### EXERCISE DETAILS
Copy the lines below exactly. Start at the first and finish with the line containing "Drop a pin on the stone".

### RECORD SET
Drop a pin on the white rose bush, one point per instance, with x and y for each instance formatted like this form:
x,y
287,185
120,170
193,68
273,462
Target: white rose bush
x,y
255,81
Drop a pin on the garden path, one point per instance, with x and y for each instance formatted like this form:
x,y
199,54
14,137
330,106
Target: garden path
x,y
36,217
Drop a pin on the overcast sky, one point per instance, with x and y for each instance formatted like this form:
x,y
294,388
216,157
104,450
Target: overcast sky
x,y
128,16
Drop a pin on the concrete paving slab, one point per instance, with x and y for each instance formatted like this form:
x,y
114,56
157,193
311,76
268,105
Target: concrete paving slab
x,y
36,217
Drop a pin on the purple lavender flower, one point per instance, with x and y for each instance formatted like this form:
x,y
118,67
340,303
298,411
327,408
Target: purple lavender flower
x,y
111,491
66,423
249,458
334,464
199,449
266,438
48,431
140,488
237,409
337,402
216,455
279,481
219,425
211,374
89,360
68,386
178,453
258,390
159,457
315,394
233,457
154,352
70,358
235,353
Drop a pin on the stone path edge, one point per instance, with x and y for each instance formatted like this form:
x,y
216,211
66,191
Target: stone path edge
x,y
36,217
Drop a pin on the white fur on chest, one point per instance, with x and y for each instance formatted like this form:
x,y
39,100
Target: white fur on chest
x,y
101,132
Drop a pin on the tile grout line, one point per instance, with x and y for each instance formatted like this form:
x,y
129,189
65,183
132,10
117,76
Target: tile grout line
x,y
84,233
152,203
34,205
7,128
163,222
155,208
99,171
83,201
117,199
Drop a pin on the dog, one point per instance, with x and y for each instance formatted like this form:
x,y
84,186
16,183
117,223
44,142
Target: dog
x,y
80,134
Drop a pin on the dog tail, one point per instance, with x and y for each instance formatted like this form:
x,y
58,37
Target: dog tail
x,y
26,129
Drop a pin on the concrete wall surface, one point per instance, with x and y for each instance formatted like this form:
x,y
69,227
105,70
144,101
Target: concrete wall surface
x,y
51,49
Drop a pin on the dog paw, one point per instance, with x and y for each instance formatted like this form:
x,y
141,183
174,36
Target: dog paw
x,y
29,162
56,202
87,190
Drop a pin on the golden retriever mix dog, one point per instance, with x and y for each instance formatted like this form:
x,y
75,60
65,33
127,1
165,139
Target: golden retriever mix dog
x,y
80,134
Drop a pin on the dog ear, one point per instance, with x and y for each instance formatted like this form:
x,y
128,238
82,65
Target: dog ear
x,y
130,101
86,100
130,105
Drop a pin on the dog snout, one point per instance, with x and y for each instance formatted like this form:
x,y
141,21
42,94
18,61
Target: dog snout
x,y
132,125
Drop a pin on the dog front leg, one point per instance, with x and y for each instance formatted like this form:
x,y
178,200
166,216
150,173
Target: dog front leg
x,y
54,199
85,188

### SOLUTION TO THIS EXERCISE
Drop a pin on the white rose bush, one point per instance, with x and y for each instance formatted like this form:
x,y
287,185
120,170
193,68
273,462
Target: white rose bush
x,y
255,81
Drop a pin on the garden path, one point per instance, with x and y for each instance formatted like this form:
x,y
199,54
14,137
330,106
Target: garden path
x,y
36,217
Drop a pin on the overcast sky, one point per instance, with x and y for each instance formatted like this form:
x,y
294,388
216,157
104,450
Target: overcast sky
x,y
128,16
Drop a pin on the concrete paving slab, one point per instance, with x and y for each instance formatted like this form:
x,y
114,56
157,193
311,76
268,105
Target: concrete paving slab
x,y
36,217
Drop a pin on the purple lavender flower, one point per instance, with x and y for each instance formatted like this form:
x,y
118,67
340,303
298,411
327,408
Target: purple lavender flower
x,y
111,491
66,423
249,458
334,464
199,449
266,438
48,431
140,488
237,409
337,402
216,455
279,481
219,425
211,374
89,360
68,386
178,453
258,390
159,457
315,394
233,457
154,352
70,358
235,353
Drop a pin on the stone path edge, one point per instance, with x and y for each instance formatted like this form:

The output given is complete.